:: What needs to be done ::
Exactly reproduce all the records, keeping pictures out of the copy.

[Start of Record set]

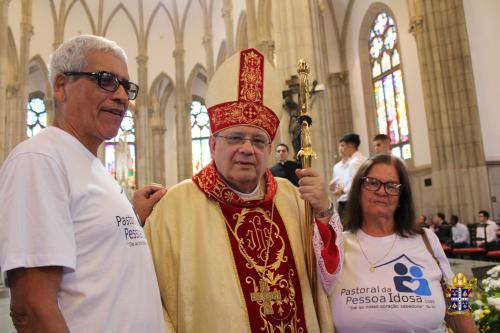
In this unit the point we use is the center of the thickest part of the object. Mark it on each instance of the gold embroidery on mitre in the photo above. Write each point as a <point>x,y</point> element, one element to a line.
<point>251,77</point>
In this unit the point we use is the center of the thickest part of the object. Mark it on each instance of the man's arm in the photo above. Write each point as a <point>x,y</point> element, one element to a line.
<point>33,304</point>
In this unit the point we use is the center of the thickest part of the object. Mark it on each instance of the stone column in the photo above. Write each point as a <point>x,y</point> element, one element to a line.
<point>209,51</point>
<point>142,130</point>
<point>4,6</point>
<point>459,174</point>
<point>184,154</point>
<point>227,15</point>
<point>159,168</point>
<point>338,84</point>
<point>18,115</point>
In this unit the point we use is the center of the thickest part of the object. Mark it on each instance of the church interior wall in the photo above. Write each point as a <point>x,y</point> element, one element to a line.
<point>332,46</point>
<point>412,79</point>
<point>170,143</point>
<point>483,28</point>
<point>218,27</point>
<point>161,45</point>
<point>121,30</point>
<point>193,38</point>
<point>14,18</point>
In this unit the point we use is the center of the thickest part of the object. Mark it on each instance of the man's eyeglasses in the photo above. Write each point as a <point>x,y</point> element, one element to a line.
<point>109,82</point>
<point>373,184</point>
<point>234,140</point>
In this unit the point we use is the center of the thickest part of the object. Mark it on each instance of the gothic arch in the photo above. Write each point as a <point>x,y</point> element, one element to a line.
<point>197,82</point>
<point>155,12</point>
<point>241,32</point>
<point>37,63</point>
<point>364,59</point>
<point>87,11</point>
<point>159,95</point>
<point>112,15</point>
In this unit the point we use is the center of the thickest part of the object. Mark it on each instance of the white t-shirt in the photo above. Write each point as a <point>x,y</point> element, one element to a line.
<point>60,207</point>
<point>460,233</point>
<point>403,294</point>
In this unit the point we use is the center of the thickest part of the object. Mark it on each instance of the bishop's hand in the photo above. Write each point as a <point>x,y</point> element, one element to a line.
<point>312,189</point>
<point>145,198</point>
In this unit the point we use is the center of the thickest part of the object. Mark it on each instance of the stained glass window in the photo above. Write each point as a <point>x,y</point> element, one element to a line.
<point>119,154</point>
<point>200,132</point>
<point>36,116</point>
<point>388,88</point>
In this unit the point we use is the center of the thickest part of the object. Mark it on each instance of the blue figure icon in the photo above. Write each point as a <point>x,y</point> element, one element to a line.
<point>423,287</point>
<point>401,270</point>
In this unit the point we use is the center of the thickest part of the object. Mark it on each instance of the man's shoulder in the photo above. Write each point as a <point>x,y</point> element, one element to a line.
<point>42,145</point>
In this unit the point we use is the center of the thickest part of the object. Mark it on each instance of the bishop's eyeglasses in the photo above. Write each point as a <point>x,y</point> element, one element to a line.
<point>373,184</point>
<point>234,139</point>
<point>109,82</point>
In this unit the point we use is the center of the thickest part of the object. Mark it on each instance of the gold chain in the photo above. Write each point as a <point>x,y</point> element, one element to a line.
<point>372,264</point>
<point>245,253</point>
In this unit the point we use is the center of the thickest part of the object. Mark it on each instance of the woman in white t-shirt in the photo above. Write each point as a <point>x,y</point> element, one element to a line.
<point>390,281</point>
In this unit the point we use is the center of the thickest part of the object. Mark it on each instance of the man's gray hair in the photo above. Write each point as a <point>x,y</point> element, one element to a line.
<point>72,54</point>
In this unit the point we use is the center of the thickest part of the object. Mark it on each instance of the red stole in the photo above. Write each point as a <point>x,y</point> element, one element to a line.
<point>262,254</point>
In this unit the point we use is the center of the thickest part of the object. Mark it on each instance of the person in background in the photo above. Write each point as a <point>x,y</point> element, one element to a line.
<point>285,168</point>
<point>422,221</point>
<point>442,228</point>
<point>460,233</point>
<point>381,144</point>
<point>486,231</point>
<point>344,171</point>
<point>72,248</point>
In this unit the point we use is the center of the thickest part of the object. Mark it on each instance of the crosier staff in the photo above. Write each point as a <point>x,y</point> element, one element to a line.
<point>306,153</point>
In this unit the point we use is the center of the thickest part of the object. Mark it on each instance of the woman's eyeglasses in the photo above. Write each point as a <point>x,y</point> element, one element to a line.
<point>109,82</point>
<point>373,184</point>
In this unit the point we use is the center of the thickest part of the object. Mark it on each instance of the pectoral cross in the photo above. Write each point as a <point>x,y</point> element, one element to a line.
<point>265,296</point>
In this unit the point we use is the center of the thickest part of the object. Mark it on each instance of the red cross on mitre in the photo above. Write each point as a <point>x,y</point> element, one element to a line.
<point>249,109</point>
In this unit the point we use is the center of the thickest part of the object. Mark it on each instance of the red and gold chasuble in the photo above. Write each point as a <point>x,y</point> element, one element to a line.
<point>262,255</point>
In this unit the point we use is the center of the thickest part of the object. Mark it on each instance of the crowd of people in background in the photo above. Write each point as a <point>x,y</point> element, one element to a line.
<point>485,232</point>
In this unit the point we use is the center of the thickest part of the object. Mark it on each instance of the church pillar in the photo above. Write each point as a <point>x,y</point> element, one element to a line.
<point>341,112</point>
<point>459,174</point>
<point>209,51</point>
<point>144,158</point>
<point>158,130</point>
<point>184,158</point>
<point>18,115</point>
<point>4,6</point>
<point>227,15</point>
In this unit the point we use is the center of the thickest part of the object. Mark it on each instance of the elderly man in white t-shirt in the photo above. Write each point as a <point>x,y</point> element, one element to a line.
<point>72,249</point>
<point>344,171</point>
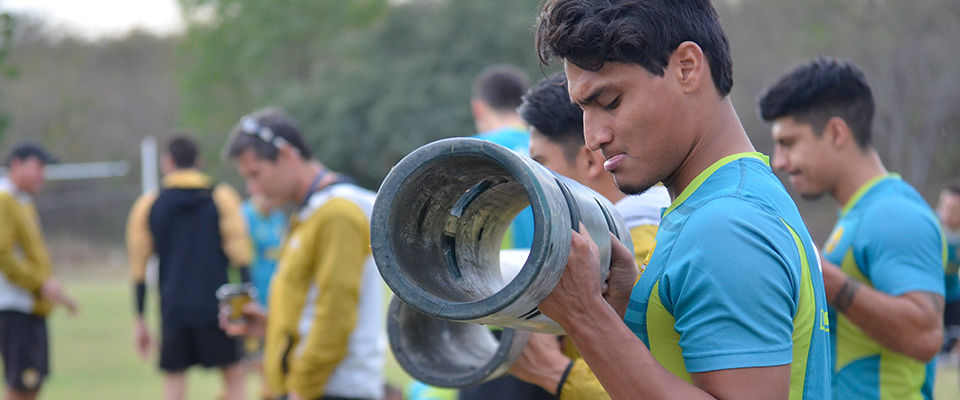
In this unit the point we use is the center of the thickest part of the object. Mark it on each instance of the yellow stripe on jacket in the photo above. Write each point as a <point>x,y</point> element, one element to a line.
<point>233,231</point>
<point>24,259</point>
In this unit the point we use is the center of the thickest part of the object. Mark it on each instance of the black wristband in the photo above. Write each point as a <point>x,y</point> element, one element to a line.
<point>141,290</point>
<point>244,274</point>
<point>563,378</point>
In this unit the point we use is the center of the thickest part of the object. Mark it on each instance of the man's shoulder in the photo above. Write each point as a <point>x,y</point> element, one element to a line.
<point>339,200</point>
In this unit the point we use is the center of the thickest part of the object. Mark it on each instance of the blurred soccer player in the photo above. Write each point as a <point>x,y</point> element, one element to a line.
<point>883,263</point>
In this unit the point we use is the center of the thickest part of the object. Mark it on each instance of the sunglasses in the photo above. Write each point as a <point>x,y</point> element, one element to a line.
<point>250,126</point>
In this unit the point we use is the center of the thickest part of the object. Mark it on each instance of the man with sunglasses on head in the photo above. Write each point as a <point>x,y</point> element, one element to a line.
<point>195,229</point>
<point>324,335</point>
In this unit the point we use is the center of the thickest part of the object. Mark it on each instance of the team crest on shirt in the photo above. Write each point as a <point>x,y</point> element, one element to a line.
<point>646,261</point>
<point>30,378</point>
<point>833,240</point>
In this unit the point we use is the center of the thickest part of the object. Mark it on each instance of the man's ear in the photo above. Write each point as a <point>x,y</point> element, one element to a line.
<point>478,107</point>
<point>689,66</point>
<point>837,132</point>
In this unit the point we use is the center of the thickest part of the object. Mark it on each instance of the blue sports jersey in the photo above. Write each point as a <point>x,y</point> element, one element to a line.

[End of Record set]

:: Task output ::
In this unit the point we use is the center of the thickest part of the object. Mark it on each instance of the gold embroidery on mitre in the photo above. Write each point as a <point>x,y</point> element, one element to a line.
<point>251,77</point>
In this unit the point we use is the center of the thickest part of the object. Mark it on each instance of the man's arm in the photo above. Write each point as a <point>x,y</point> element, one element to a line.
<point>33,304</point>
In this unit the point we use is the center of the thickest part of the object. Mark it on each instance of the stone column in the photo above. Write each point as a <point>x,y</point> element, one element to a line.
<point>209,51</point>
<point>142,130</point>
<point>4,6</point>
<point>459,174</point>
<point>184,154</point>
<point>227,15</point>
<point>159,168</point>
<point>338,84</point>
<point>18,115</point>
In this unit the point we use is the center of the thickest part of the object. Mark it on each instance of the church interior wall in the photo above. Write each point as a <point>x,y</point> element, one element to a line.
<point>332,46</point>
<point>412,79</point>
<point>170,143</point>
<point>483,28</point>
<point>218,27</point>
<point>161,45</point>
<point>121,30</point>
<point>193,38</point>
<point>14,18</point>
In this unit the point we use is the center of the thickest part of the object. Mark it on each instance of the man's eyeglasses in the photo above. Write each point as a <point>x,y</point> element, one element to a line.
<point>109,82</point>
<point>373,184</point>
<point>234,140</point>
In this unit the point we use is the center of the thickest part of the object. Mark it on each instance of the gothic arch in the photo above. Write each point as a <point>x,y</point> element, one element to a line.
<point>197,82</point>
<point>155,12</point>
<point>241,32</point>
<point>37,63</point>
<point>364,59</point>
<point>87,11</point>
<point>159,95</point>
<point>112,15</point>
In this unit the point we use is the center of the thickest part of the object. Mark it on each instance of the white t-shirt in the photo above. Write each point as a <point>x,y</point> element, one element to a line.
<point>60,207</point>
<point>460,233</point>
<point>403,294</point>
In this unit the point we use is the center of the thickest part of the object. Mark it on each instance of the bishop's hand in the photo above. Write each point as a <point>x,y</point> element, one element to a line.
<point>312,189</point>
<point>145,198</point>
In this unit the point we use is the center of the thickest part of the object. Mark it on each instance of the stained glass window in the photo above. Write each point as a <point>x,y</point> element, one element to a line.
<point>119,154</point>
<point>200,132</point>
<point>36,116</point>
<point>388,88</point>
In this unit the point we use is the center of the thickest part of the object. Mark it on each instance of the blue figure icon in the photo above. Write each point as a <point>x,y</point> element, one element to a line.
<point>423,287</point>
<point>401,270</point>
In this unit the point we use is the center of the thickest part of the object. Mark it on each instance of the man's shoulder in the photo above. Write each point as a <point>x,y</point> element, one element to a line.
<point>42,145</point>
In this unit the point we use is the center of the thickest part of the object. Mark it on each instance of the bishop's eyeglasses in the photo above. Write each point as a <point>x,y</point> element, one element to a line.
<point>373,184</point>
<point>234,139</point>
<point>109,82</point>
In this unit the point we use is the center of the thickest part of the object. Mark it on each instance of the gold chain in the photo above. Write each point as a <point>x,y</point> element, one element to a line.
<point>372,264</point>
<point>245,253</point>
In this unit the point we use is the center of the thickest part of the object. Mark it on each instance of the woman in white t-shirt in the photo above. Write each point as a <point>x,y</point> element, one element to a line.
<point>390,281</point>
In this unit the point we use is the center of the thickest part of the object. Mark it on each instance of the man's gray hair in the photo above. Write each point as a <point>x,y</point> element, one element to a line.
<point>72,54</point>
In this unit the point we use is the center of the thickest part of the object. Mark it on each instance of the red stole in the photo above. Write each point as a <point>x,y</point> element, one element to a line.
<point>262,254</point>
In this unit the point we use is the center of the thickest part of the object. Mark it on each instance of the person in background in the photo above. Write each point as a <point>x,y</point> element, one element to a line.
<point>285,168</point>
<point>422,221</point>
<point>442,228</point>
<point>460,233</point>
<point>381,144</point>
<point>486,231</point>
<point>344,171</point>
<point>72,248</point>
In this unit the point we use is the center of the thickest part of the object. Mark it on each instance of the crosier staff in the photo above. Write each point as a <point>x,y</point> element, one element to a line.
<point>306,153</point>
In this unit the point we use is the center of the thickest part of the object. Mark it on each instance of the woman's eyeglasses in the photo above. Write each point as a <point>x,y</point> element, one element to a line.
<point>109,82</point>
<point>373,184</point>
In this unit the point we use is the center of the thickest part of the object. Mark it on each instance of the pectoral cross in the photo above. Write each point as a <point>x,y</point> element, one element to a line.
<point>265,296</point>
In this unit the point we use is the center of the thickest part of the object. Mark it on each instance of the red cross on mitre in the photo above. Write each point as a <point>x,y</point> element, one element to a line.
<point>249,109</point>
In this unit the point we use is the center of the thickest part of the object. Mark it on each instance of the red and gold chasuble in the photo above. Write each point as a <point>x,y</point> element, one element to a line.
<point>262,255</point>
In this unit the point we use is the center of the thickest part of the object. Mark it on each instance of the crowd of people in background in the photo above. Write each point as a <point>x,y</point> element, one element to a line.
<point>485,232</point>
In this unit the point we use is the center of the thickest part of the object. Mark it on each instance of the church pillar in the photo above. Write each point as a <point>x,y</point> element, one element to a line.
<point>341,112</point>
<point>459,174</point>
<point>209,51</point>
<point>144,158</point>
<point>158,130</point>
<point>184,158</point>
<point>18,115</point>
<point>4,6</point>
<point>227,15</point>
In this unit the point we use is the center of the thickest part of the object. Mark it on each instance of the elderly man in white t-shirt in the photo above. Write each point as a <point>x,y</point> element, one element to a line.
<point>72,249</point>
<point>344,171</point>
In this unit the point we use is the center of the thickest part of the object. Mark it on each instance of the yellow stripe on jacket in the photo above. Write each point as a <point>x,y</point> element, one element to a line.
<point>233,231</point>
<point>24,259</point>
In this unit the point we use is the center of the thickest part of the object. Mark it on each instance of the black wristband in the photo above. Write each point as a <point>x,y</point> element, one element to a line.
<point>141,290</point>
<point>244,274</point>
<point>563,378</point>
In this unit the point we use is the center of the thickest part of the object. Mark it on each instance of the man's shoulder in the photo above. Write each point as a <point>x,y</point> element, one element to a line.
<point>339,200</point>
In this unit the point we use is the center of the thickest part of the object. Mark it on each instance of the blurred soccer player in the photo above. Write each point as a <point>x,y</point> element, one element to a line.
<point>883,263</point>
In this unit the point we use is the center of the thickest part of the object. Mark it on each instance of the sunglasses in the photo above. Write each point as a <point>x,y</point> element, one element to a line.
<point>250,126</point>
In this unit the point we use is the center of the thickest part of the object. Mark it on each instance of the man with sunglasses on head in the photo above. Write each point as a <point>x,y</point> element, one element to a line.
<point>195,229</point>
<point>324,335</point>
In this unit the point we use is the center of the thickest part of the object. Mark it on each instance of the team crest on shirt in the photo above. Write each point as a <point>x,y</point> element, one element to a line.
<point>646,261</point>
<point>30,378</point>
<point>833,240</point>
In this unit the point we use is the center of the thickest part of the object. Mark it on each instance of the man's ear in the photo above. Write each point as a <point>x,y</point> element, one element to a line.
<point>478,107</point>
<point>689,66</point>
<point>837,132</point>
In this unit the point we use is the center of the thickest part of the object. Mark it on each instance of the blue sports jersey in the photo above. Write each point as a <point>x,y</point> element, one element to a line.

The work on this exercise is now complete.